Segment Start: Document excerpt
Friday 1 July 2011

And that's why you listen to Mommy

Sashimi & Keesadilla have a habit of  ignoring me.  They love to listen to me when I say things like "Who wants a freezie?" or "Anyone want to have a bubble bath?"  When I say things like "Don't do that!" or "Someone is going to get hurt!" or "Stop smelling each other's bums!" no one listens.  It's all fun and games until someone farts.

Or breaks a tooth in Bouncy World.

Bouncy World is a place where the boys take all of the couch cushions off and place them all around the living room.  They then bounce from cushion to cushion.  It is the closest approximation they get to having their very own jumpy castle.

Normally, Bouncy World is risky, but only risky in the "have your parents sign these waivers" risky.  Not "please leave your Alberta Health Care Number with the cashier for when she inevitably calls 911," risky. This time, Sashimi decided to create "Bouncy World Table Jumping."  It sounds dangerous already, doesn't it?  No amount of motherly warnings could deter these boys from this amazingly fun game.

The boys jumped from the coffee table onto the cushions, and then on cushions all around the coffee table, the same table that gave Sashimi two stitches on the back of his head this spring.  Keesadilla decided to bounce on one cushion while facing the table. He had a bad bounce.  He smacked his chin on the table, pounding his bottom teeth into his top teeth.  Instant tears.  At first, I could not see any damage.  No gushing red stuff, no pieces of tongue hanging off. Slowly, I started to see a bit of red on his bottom tooth. Then I noticed a tiny chip was missing and blood was filling a hairline crack in the tooth.  Oh crap.  Broken tooth.
Segment End: Document excerpt
Segment Start: Source data
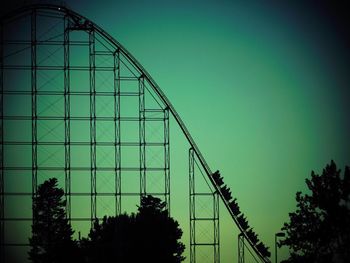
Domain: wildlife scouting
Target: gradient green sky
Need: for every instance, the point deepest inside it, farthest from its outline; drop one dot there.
Segment End: Source data
* Task description
Change "freezie" to "popsicle" in the blog post above, and write out the passage from "Friday 1 July" up to and including "until someone farts." with that change.

* Response
Friday 1 July 2011

And that's why you listen to Mommy

Sashimi & Keesadilla have a habit of  ignoring me.  They love to listen to me when I say things like "Who wants a popsicle?" or "Anyone want to have a bubble bath?"  When I say things like "Don't do that!" or "Someone is going to get hurt!" or "Stop smelling each other's bums!" no one listens.  It's all fun and games until someone farts.